■ 課題目標 1:
記録の先頭から「output: one JSON」を含む行までの範囲で、「skyscraper」を「tower」に変更しなさい。そのほかの部分はそのままにして、これらの行を示しなさい。

######

内部保留は企業の信頼性や倒産リスクを減らすという点でメリットがある。ただ今回のデータでは内部保留より、研究開発や従業員に還元するといった利益の使い道の方が、売上増加率が高い。いかに利益を未来の利益への好循環を生み出せるかがポイントと言えるだろう。

※以下、本文中の文章は「中小企業白書 2022」から一部抜粋したもの。
※本記事の図はすべて「中小企業白書 2022」から抜粋しているが、元データの参照元は図表内に記載されている。

経営者の年齢別に見た、利益の主な使い道(5年前と現在)

第2-2-109図は、経営者の年齢別に、5年前と現在の利益の主な使い道について見たものである。5年前について見ると、経営者の年齢に関わらず、「内部留保」が3割超となっている。一方で、現在は、年齢が若い経営者を始めとして「内部留保」の割合が低下しており、また、いずれの年齢においても、「従業員に還元」の割合が3割程度となっている。5年前に比べ、利益を従業員に還元する意識が高い経営者が増加している様子が見て取れる。

(出典:中小企業白書 2022)

利益の主な使い道別に見た、売上高増加率(中央値)

第2-2-110図は、利益の主な使い道別に、売上高増加率について見たものである。利益の主な使い道について、「研究開発」や「設備投資」、「従業員に還元」としている企業では、売上高増加率が相対的に高く、こうした投資行動が企業の成長につながっている可能性が示唆される。一方で、「内部留保」としている企業では、売上高増加率が相対的に低いことが分かる。

(出典:中小企業白書 2022)

######

■ 課題目標 2:
中小企業の利益の使い道と売上高増加率についての文章を、最後の文の後から書き継ぎなさい。

データセットに収録された項目:
######

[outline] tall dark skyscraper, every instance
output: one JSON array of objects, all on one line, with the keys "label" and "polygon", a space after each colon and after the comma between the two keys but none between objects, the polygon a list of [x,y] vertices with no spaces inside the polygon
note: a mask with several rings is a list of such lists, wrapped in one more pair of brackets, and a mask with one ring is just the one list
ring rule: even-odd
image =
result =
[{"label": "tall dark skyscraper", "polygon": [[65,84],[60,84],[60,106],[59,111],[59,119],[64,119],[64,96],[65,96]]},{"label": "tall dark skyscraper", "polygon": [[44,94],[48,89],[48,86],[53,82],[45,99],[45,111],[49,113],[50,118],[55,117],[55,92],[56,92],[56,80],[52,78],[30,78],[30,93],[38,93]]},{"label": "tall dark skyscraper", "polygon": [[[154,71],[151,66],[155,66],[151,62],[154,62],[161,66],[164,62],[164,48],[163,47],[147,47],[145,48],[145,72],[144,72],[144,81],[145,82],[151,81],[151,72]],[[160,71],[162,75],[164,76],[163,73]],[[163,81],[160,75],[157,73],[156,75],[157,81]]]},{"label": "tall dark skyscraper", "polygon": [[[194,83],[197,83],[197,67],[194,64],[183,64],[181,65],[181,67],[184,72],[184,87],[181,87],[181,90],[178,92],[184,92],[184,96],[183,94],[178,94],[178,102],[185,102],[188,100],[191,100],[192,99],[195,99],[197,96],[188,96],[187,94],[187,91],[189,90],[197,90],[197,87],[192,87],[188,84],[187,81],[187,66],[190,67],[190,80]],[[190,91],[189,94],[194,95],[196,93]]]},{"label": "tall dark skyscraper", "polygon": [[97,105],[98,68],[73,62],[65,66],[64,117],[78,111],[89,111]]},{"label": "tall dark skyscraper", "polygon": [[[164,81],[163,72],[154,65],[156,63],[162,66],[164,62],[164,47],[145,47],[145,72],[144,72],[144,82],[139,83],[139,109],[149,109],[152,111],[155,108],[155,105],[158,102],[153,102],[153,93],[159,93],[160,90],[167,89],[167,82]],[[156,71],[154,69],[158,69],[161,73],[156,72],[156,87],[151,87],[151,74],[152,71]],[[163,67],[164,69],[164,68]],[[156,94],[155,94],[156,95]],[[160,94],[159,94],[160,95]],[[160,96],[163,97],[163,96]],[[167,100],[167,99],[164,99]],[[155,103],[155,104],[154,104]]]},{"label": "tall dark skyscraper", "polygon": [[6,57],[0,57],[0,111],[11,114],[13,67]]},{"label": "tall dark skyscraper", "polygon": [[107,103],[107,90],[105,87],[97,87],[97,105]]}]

######

■ 記述回答 1:
[outline] tall dark tower, every instance
output: one JSON array of objects, all on one line, with the keys "label" and "polygon", a space after each colon and after the comma between the two keys but none between objects, the polygon a list of [x,y] vertices with no spaces inside the polygon

■ 記述回答 2:
従業員規模別に見た、経営者の経営・マネジメント業務に充てる時間の比率

第2-2-111図は、従業員規模別に、経営者の経営・マネジメント業務に充てる時間の比率について見たものである。規模の大きい企業ほど経営者が経営・マネジメント業務に充てる時間が長い傾向にあることが分かる。従業員規模が20人以下の企業では、経営・マネジメント業務の比率が3割未満となっている経営者が2割超存在しており、経営・マネジメント業務に充てる時間を十分に確保できていない様子が見て取れる。

(出典:中小企業白書 2022)

経営者の経営・マネジメント業務に充てる時間の比率別、売上高増加率(中央値)

第2-2-112図は、経営者の経営・マネジメント業務に充てる時間の比率別に、売上高増加率について見たものである。経営者の経営・マネジメント業務の比率が6割以上である企業では、相対的に売上高増加率が高いことが分かる。企業の成長に当たっては、経営者が、現場業務だけでなく、企業の方針策定や組織体制の整備といった経営・マネジメント業務にも一定程度の時間を確保することが重要といえよう。